_STATED PROBLEM A_: Write out the records word for word, from the line containing "Where can the baby's leg" through the end of the records, inclusive.

** BEGIN DOCUMENT EXCERPT **

Your statement “chromatically implies stretching the sound accordingly…” is not correct. -transke automatically compensates the stretching it implies and so it does not affect the duration of the sound. So if you don’t want to time stretch you don’t need to change -D1 at all. (For your information: The only transposition that does not compensate the stretching is -transnc (which means -trans with no time correction).

  1. Is it Frederic who answers me because I wrote in English? I am asking because perhaps Axel would know things that Frederic does not…and I can ask my questions in french as well…

No I prefer English. But I simply had no time reading/answering and Frederic was so kind to help out.

Best
Axel

Sorry this is misguiding:

In nearly all cases you get better results with -Atenv instead of lpc for envelope estimation.

It should be

In nearly all cases you get better results with tenv instead of lpc for envelope estimation.

If maximum f0 for your sound is 200Hz then you select tenv by means of -Afft 200Hz
So the change is only visible in the order selection.

Axel

Hello,
Thank you Axel for your explanations.
I was able to do what I wanted…except that the results are a bit surprising so I tried to explain these results…please confirm.

  1. I produced a low A (55Hz) using frequency modulation in max msp and wrote that sound to disk.
  2. I then transpose the sound up chromatically up to 3200Hz. Up to around 440Hz the transposition works well. At around 880Hz I do not hear a A anymore, I hear an A and then where the sound is loudest I hear a Bflat then back to A. Why is that? Is it because of how the ear perceives things or is it that audiosculpt cannot transpose that much?

** END DOCUMENT EXCERPT **
** BEGIN MATERIAL FOR THIS TASK **

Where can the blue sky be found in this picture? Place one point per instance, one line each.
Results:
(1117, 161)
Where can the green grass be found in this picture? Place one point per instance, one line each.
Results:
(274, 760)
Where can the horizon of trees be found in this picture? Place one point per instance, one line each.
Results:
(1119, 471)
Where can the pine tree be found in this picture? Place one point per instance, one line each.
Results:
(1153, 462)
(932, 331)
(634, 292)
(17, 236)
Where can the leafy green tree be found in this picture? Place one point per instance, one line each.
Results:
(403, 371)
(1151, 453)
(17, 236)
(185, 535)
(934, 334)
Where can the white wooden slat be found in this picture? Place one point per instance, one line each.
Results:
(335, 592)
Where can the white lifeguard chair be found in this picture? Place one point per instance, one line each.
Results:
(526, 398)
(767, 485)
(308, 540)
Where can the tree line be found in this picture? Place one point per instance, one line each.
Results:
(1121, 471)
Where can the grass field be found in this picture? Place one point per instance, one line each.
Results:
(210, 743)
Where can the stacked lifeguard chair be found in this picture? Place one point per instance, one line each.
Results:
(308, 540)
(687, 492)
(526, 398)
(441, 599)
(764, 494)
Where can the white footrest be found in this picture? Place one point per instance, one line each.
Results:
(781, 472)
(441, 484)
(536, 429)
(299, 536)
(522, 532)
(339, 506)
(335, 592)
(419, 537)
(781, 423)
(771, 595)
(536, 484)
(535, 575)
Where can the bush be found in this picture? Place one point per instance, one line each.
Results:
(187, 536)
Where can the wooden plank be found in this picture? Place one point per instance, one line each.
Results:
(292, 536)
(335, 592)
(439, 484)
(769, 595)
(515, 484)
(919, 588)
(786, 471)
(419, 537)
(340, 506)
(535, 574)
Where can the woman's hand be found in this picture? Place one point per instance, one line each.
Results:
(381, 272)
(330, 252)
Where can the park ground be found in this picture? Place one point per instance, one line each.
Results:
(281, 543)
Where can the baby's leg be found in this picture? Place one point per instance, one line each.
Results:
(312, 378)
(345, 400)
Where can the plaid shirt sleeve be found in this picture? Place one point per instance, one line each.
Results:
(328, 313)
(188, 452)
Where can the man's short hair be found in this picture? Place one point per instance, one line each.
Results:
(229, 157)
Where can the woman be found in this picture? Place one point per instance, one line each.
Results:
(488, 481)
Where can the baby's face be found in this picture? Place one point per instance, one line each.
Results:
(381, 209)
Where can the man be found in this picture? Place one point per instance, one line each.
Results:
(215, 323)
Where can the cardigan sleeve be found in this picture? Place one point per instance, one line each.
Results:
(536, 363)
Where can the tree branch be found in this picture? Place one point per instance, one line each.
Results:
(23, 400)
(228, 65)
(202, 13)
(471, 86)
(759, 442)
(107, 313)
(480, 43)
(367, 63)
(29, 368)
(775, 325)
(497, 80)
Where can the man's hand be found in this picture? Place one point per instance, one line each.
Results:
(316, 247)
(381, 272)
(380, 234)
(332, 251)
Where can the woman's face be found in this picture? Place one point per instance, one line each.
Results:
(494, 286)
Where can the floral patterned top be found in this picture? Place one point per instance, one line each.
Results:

** END MATERIAL FOR THIS TASK **

_STATED PROBLEM B_: Reproduce the forum thread on sound transposition above verbatim between "In nearly all cases you get better results with -Atenv" and "the order selection.", inclusive.

_EXERCISE RESULT A_:
Where can the baby's leg be found in this picture? Place one point per instance, one line each.
Results:
(312, 378)
(345, 400)
Where can the plaid shirt sleeve be found in this picture? Place one point per instance, one line each.
Results:
(328, 313)
(188, 452)
Where can the man's short hair be found in this picture? Place one point per instance, one line each.
Results:
(229, 157)
Where can the woman be found in this picture? Place one point per instance, one line each.
Results:
(488, 481)
Where can the baby's face be found in this picture? Place one point per instance, one line each.
Results:
(381, 209)
Where can the man be found in this picture? Place one point per instance, one line each.
Results:
(215, 323)
Where can the cardigan sleeve be found in this picture? Place one point per instance, one line each.
Results:
(536, 363)
Where can the tree branch be found in this picture? Place one point per instance, one line each.
Results:
(23, 400)
(228, 65)
(202, 13)
(471, 86)
(759, 442)
(107, 313)
(480, 43)
(367, 63)
(29, 368)
(775, 325)
(497, 80)
Where can the man's hand be found in this picture? Place one point per instance, one line each.
Results:
(316, 247)
(381, 272)
(380, 234)
(332, 251)
Where can the woman's face be found in this picture? Place one point per instance, one line each.
Results:
(494, 286)
Where can the floral patterned top be found in this picture? Place one point per instance, one line each.
Results:

_EXERCISE RESULT B_:
In nearly all cases you get better results with -Atenv instead of lpc for envelope estimation.

It should be

In nearly all cases you get better results with tenv instead of lpc for envelope estimation.

If maximum f0 for your sound is 200Hz then you select tenv by means of -Afft 200Hz
So the change is only visible in the order selection.